-- Problem details --
Whenever the string "after" turns up in a line of the data below, copy that line.

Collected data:
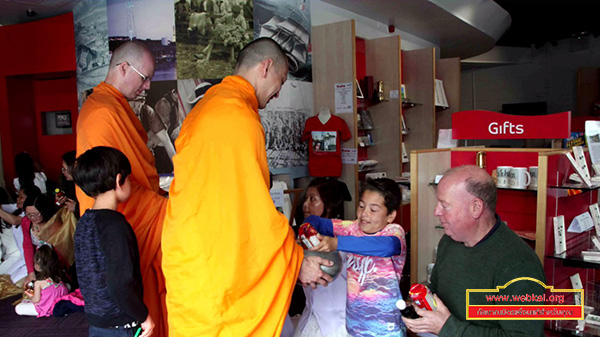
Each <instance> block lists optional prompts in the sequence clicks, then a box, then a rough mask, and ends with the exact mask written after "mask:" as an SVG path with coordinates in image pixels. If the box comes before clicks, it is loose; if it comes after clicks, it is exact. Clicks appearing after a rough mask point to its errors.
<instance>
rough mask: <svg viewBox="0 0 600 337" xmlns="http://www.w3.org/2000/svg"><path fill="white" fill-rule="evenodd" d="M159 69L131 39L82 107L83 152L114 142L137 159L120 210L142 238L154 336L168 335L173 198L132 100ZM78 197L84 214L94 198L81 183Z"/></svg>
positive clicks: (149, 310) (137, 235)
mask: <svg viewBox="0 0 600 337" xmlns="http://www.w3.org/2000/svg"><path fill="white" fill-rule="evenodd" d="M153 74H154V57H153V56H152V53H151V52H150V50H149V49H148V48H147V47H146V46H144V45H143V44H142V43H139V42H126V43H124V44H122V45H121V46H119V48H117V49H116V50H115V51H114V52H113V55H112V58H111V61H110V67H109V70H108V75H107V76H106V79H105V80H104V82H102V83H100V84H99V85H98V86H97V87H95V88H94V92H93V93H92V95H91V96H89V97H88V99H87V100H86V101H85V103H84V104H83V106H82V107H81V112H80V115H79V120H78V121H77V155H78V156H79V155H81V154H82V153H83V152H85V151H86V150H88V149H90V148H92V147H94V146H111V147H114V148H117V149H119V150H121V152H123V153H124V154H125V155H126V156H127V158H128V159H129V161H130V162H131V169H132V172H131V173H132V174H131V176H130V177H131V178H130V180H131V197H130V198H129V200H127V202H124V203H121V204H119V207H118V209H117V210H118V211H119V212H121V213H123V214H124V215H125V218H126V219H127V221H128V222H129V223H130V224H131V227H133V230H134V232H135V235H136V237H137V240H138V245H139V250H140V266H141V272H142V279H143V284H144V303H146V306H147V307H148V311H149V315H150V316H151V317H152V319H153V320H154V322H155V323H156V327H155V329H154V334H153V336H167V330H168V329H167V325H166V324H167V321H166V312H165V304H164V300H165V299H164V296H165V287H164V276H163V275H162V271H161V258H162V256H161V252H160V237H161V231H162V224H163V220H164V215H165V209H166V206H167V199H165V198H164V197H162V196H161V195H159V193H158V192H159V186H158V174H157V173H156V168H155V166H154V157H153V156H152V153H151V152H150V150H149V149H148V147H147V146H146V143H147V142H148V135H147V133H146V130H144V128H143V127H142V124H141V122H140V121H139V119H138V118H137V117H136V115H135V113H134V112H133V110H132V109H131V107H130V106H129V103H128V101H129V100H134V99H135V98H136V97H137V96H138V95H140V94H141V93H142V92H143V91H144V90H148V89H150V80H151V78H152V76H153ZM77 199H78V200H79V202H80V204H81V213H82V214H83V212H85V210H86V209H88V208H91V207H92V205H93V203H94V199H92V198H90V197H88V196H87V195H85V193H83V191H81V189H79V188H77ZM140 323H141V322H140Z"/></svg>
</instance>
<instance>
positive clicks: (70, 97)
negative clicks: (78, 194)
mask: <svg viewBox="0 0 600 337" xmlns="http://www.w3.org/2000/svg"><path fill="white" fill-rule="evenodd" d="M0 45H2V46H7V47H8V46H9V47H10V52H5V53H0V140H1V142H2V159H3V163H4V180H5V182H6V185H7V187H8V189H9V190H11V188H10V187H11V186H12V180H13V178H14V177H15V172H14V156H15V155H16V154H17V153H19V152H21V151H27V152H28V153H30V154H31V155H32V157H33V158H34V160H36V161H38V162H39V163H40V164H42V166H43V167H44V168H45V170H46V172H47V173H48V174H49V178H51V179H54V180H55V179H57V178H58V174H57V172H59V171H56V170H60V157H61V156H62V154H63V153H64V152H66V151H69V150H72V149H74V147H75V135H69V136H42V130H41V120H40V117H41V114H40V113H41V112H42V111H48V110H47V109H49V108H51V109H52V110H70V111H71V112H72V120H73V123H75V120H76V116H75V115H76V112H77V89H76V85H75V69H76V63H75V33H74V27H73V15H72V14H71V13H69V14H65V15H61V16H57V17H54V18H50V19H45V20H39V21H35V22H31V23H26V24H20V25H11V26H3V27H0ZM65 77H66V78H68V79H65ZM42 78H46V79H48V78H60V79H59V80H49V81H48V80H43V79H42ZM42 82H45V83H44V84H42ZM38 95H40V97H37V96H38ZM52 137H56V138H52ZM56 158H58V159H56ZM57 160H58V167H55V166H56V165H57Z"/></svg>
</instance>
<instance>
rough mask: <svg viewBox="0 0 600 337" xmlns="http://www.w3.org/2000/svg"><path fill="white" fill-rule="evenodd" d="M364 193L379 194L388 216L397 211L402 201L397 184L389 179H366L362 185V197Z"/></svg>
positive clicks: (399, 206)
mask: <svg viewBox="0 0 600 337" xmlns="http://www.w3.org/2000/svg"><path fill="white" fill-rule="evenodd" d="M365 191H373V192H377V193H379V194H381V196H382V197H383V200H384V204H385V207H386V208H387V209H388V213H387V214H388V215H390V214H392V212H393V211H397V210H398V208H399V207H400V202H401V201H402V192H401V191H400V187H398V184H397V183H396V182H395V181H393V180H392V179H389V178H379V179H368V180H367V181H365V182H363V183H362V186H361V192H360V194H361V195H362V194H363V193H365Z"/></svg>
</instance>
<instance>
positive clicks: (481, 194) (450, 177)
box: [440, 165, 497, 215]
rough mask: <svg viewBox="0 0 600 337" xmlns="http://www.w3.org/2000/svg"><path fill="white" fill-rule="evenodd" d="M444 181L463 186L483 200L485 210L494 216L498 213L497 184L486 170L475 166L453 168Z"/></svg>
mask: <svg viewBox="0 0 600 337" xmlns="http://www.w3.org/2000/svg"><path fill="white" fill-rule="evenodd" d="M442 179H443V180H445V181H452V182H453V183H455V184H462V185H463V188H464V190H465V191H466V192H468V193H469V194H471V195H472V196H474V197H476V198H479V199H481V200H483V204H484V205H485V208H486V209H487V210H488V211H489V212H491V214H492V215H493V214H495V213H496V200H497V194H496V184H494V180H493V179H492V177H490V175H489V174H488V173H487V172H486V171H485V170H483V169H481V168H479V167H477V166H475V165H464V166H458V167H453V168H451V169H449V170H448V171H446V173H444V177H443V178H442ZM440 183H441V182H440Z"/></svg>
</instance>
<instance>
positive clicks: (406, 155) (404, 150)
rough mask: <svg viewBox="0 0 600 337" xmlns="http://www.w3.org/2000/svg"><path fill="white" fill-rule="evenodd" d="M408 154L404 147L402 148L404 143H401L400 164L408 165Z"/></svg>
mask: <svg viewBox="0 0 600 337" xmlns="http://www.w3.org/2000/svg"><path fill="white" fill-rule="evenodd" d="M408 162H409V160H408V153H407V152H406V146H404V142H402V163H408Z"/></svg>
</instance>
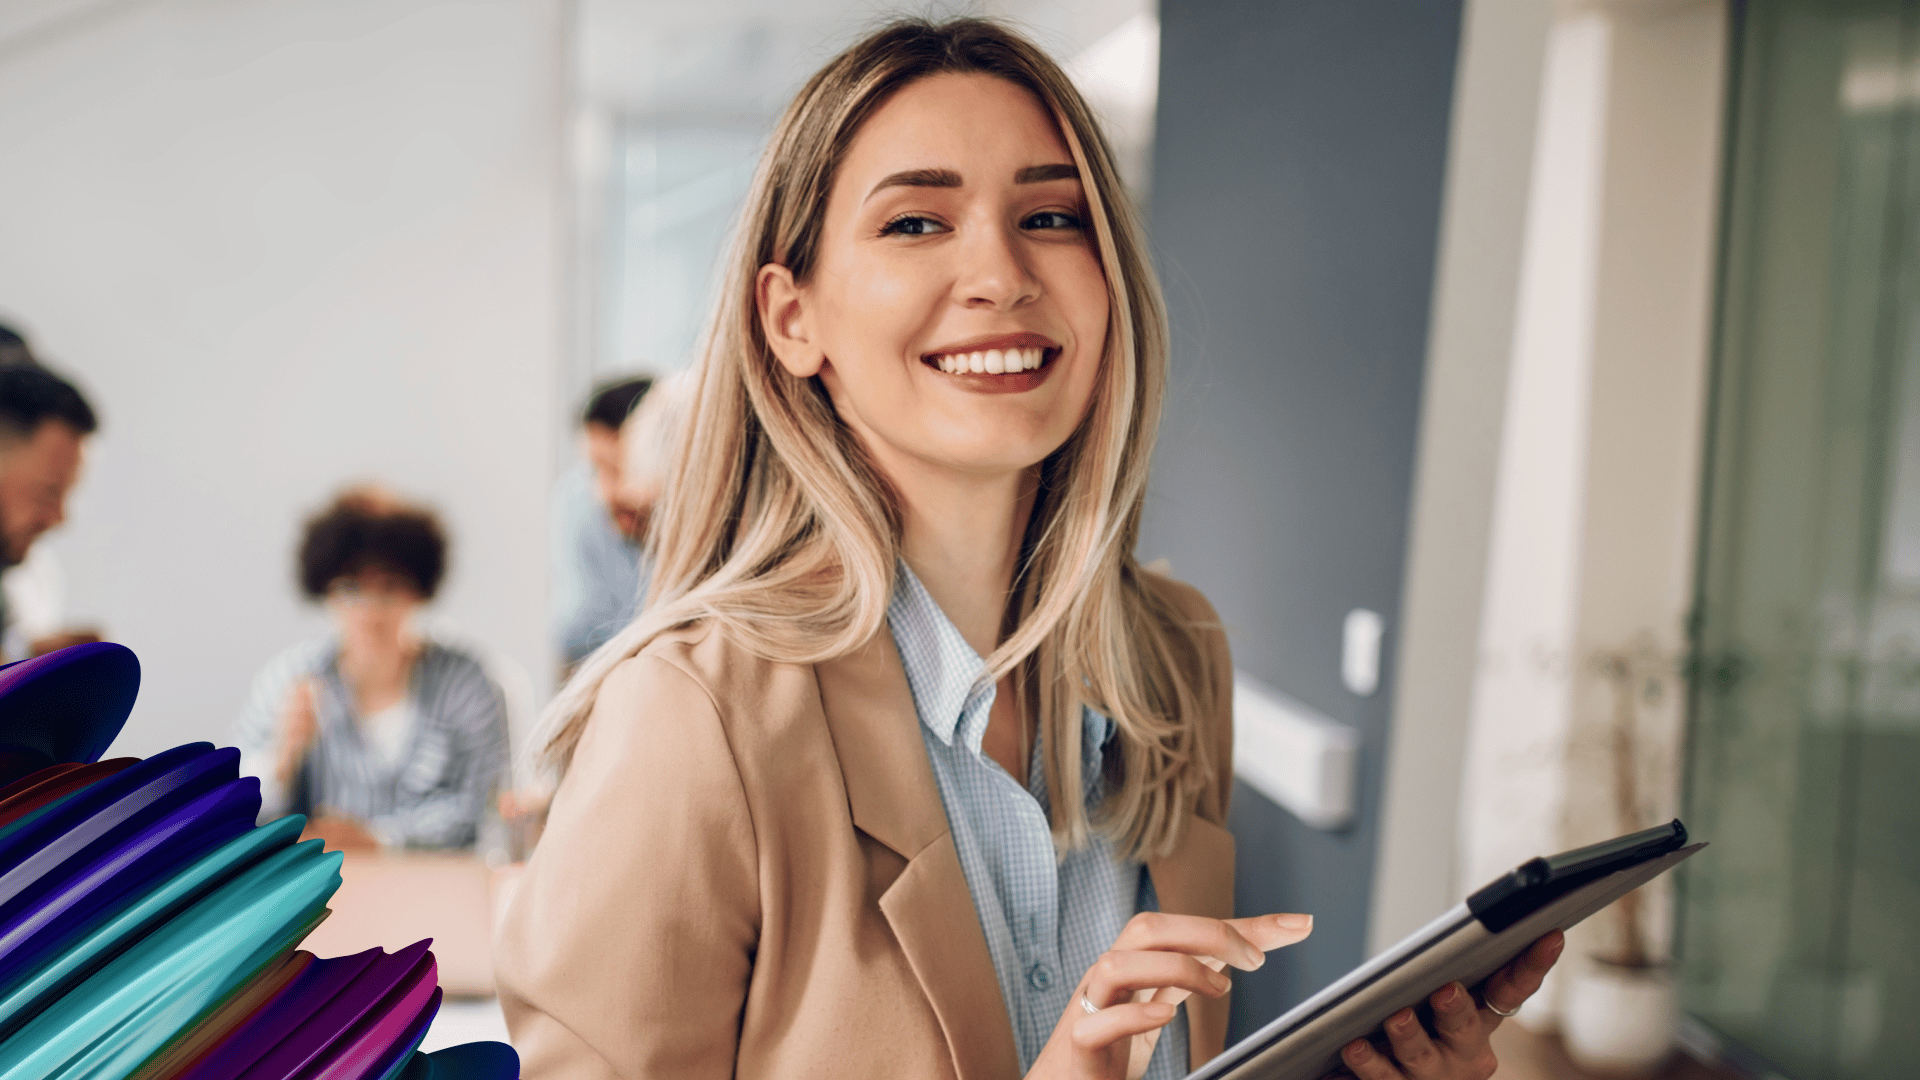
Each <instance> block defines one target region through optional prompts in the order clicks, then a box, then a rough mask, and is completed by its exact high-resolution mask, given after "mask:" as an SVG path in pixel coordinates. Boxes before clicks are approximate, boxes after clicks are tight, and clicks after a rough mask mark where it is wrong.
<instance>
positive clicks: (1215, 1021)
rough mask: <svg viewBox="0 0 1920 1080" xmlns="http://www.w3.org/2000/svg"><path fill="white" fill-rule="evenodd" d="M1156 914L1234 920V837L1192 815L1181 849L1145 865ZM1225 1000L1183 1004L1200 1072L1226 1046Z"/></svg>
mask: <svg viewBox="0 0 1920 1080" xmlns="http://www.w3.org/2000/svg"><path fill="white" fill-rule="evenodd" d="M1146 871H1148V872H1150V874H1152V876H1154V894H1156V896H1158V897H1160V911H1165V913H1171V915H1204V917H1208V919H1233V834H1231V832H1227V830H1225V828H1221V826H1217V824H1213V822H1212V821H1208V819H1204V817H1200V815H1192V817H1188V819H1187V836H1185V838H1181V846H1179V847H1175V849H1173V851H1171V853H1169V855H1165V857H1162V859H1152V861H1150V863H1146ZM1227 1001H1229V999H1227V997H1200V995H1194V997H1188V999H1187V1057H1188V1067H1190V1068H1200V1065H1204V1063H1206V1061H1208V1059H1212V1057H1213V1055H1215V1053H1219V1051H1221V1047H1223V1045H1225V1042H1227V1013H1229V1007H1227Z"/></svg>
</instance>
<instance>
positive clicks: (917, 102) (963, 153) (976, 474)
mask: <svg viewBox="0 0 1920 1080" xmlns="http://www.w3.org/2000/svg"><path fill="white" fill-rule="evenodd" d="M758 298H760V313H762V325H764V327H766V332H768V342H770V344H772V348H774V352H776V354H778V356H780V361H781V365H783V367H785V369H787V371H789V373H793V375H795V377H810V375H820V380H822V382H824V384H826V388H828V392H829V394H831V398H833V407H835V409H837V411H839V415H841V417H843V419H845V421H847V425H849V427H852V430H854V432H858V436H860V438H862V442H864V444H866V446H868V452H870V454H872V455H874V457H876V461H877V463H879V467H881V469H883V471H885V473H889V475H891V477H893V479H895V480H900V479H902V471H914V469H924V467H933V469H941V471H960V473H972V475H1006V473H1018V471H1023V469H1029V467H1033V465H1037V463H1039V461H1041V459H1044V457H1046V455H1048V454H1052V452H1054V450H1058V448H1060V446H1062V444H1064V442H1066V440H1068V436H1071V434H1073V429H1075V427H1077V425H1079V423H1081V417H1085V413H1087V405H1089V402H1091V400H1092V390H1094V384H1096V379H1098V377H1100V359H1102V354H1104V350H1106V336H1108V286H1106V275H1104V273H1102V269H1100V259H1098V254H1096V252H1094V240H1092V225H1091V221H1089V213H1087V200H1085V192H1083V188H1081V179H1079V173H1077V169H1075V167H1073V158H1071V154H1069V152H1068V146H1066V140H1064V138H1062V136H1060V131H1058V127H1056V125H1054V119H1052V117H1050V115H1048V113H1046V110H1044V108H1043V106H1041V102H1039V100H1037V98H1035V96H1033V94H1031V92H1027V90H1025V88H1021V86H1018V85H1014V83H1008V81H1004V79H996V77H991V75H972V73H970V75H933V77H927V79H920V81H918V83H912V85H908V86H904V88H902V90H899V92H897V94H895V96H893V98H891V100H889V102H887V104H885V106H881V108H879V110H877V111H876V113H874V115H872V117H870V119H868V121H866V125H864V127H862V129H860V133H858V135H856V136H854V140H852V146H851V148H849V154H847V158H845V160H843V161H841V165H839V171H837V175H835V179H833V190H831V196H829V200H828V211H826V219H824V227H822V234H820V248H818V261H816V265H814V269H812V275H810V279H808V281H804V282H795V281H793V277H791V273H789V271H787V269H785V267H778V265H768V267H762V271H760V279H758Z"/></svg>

-- Completed task --
Each <instance> block lists optional prompts in the sequence clicks, then a box, then a rough mask, and ends with the exact mask written after "mask:" as an SVG path with coordinates in image pixels. If the box comes before clicks, it is loose; if it comes after clicks, it is exact. Clicks appearing after a rough mask point to its errors.
Each <instance> block defines one target region through optional prompts in the order clicks, then a box, then a rough mask, and is completed by its exact high-resolution mask, given after "mask:" as an SVG path in pixel coordinates. Boxes before clicks are approximate, boxes after clicks are tight, and clicks after a rough mask mark where it is wrong.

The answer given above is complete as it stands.